- [EXERCISE BRIEF]
Reproduce the material from the line containing "Mark a dot on every instance of the green foliage" through the end of the material, swapping "green" for "emerald" and leaving everything else unchanged.

Records from a point labeling set:
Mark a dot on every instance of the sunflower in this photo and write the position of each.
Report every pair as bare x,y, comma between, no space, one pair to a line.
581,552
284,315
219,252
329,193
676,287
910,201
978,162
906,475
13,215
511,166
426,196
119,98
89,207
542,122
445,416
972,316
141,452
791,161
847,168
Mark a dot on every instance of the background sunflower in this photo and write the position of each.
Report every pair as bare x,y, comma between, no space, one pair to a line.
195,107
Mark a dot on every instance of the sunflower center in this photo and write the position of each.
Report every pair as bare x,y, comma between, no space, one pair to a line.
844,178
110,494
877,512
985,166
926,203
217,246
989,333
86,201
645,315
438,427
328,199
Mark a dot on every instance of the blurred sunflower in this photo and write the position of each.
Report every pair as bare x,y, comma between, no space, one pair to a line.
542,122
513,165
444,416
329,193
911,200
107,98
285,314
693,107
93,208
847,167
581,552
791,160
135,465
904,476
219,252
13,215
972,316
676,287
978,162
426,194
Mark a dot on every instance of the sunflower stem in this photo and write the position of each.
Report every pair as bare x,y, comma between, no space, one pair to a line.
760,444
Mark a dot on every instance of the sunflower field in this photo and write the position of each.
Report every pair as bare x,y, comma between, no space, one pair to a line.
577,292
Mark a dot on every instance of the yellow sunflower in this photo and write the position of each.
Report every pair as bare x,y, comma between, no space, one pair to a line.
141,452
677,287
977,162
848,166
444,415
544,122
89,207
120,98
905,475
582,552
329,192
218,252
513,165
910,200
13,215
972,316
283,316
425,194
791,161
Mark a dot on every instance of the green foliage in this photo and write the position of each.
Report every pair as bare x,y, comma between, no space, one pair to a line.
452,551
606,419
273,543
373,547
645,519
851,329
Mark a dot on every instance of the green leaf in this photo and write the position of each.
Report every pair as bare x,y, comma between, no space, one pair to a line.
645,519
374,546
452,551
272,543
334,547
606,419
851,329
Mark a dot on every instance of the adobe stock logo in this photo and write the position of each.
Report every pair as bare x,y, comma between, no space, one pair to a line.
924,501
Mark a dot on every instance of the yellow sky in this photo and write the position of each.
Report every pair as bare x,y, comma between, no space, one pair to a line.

- [FINISHED ANSWER]
Mark a dot on every instance of the emerald foliage in this photo and write the position of each.
Report every pair as bare x,y, comma between, no space, one pair to a line.
452,551
606,419
273,543
373,547
645,519
851,329
Mark a dot on every instance of the emerald leaf in this photo and write the position of each.
Report every pair as bare x,y, comma between, no space, one pair to a line.
645,519
374,546
452,551
272,543
334,547
606,419
851,329
Mark a dot on every instance of the adobe stock logo in this photo and write the position of each.
Report every pair as bare x,y, comma between, no space, one pair to a line.
924,501
Mark a dot on every instance of the yellow sky in this photo and write the position of each.
Report every pair as bare x,y, comma between, no space, one pair to a line.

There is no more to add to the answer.